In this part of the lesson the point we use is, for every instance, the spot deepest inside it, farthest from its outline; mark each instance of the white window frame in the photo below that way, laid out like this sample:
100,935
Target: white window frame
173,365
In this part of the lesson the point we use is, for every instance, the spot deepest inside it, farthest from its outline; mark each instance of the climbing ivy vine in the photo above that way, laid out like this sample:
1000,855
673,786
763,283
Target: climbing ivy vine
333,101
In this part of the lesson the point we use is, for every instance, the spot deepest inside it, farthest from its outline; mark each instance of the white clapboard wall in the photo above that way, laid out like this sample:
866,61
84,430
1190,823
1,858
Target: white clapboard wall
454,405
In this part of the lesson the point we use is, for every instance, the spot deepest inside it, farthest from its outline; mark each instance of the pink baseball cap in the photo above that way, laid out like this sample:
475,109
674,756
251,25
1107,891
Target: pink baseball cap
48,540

┄┄┄┄┄┄┄┄┄┄

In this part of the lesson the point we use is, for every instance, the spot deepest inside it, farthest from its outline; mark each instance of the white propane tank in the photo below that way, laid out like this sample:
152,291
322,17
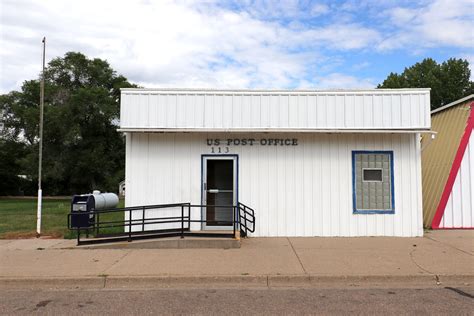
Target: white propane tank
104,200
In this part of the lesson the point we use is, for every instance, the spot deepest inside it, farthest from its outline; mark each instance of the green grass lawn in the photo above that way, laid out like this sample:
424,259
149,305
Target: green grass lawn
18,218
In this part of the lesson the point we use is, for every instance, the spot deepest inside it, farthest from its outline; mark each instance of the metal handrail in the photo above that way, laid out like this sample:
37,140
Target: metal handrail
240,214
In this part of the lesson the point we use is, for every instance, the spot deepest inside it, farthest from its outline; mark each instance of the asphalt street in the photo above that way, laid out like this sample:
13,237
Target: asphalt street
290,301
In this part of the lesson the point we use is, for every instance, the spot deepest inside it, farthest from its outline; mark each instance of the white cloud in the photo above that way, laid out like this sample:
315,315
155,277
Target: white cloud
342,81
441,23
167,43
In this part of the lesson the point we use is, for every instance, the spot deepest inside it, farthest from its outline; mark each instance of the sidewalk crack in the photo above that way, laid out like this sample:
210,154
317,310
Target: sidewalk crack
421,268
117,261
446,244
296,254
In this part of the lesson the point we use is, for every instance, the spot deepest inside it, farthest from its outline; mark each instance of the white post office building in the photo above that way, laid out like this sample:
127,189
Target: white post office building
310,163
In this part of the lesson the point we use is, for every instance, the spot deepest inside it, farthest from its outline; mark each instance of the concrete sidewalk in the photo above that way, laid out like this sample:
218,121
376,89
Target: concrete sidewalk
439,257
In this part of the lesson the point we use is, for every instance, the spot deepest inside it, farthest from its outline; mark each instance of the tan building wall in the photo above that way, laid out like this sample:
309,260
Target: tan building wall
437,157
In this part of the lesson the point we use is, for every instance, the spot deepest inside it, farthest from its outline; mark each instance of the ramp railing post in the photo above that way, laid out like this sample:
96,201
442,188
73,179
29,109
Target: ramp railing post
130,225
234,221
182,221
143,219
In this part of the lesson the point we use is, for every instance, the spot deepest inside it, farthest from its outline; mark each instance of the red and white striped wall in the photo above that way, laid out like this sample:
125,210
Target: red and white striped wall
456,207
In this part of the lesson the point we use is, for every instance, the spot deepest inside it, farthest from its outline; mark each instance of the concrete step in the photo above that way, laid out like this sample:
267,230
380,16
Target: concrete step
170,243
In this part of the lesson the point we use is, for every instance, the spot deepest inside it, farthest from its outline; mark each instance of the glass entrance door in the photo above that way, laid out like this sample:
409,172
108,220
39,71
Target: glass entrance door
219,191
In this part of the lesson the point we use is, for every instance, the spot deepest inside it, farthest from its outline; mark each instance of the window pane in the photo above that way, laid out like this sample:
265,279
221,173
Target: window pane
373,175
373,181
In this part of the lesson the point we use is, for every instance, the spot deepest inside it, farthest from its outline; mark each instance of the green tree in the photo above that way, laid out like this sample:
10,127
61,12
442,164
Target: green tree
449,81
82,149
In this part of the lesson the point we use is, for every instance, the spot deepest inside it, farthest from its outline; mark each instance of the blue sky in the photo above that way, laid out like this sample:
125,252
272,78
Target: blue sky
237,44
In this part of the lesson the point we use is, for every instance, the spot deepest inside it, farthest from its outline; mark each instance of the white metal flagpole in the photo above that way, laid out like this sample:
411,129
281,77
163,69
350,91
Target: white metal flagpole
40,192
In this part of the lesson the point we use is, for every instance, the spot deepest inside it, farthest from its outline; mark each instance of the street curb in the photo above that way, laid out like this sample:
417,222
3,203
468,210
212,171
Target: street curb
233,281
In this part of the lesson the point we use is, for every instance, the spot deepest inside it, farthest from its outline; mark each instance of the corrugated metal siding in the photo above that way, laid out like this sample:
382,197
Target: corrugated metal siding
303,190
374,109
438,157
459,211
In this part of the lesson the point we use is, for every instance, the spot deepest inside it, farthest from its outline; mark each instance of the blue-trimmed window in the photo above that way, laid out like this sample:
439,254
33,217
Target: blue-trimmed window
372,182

┄┄┄┄┄┄┄┄┄┄

§ **EXERCISE DESCRIPTION**: A single number is the whole answer: how many lines in the entries hold the word "below".

§ **ANSWER TO THE EXERCISE**: 2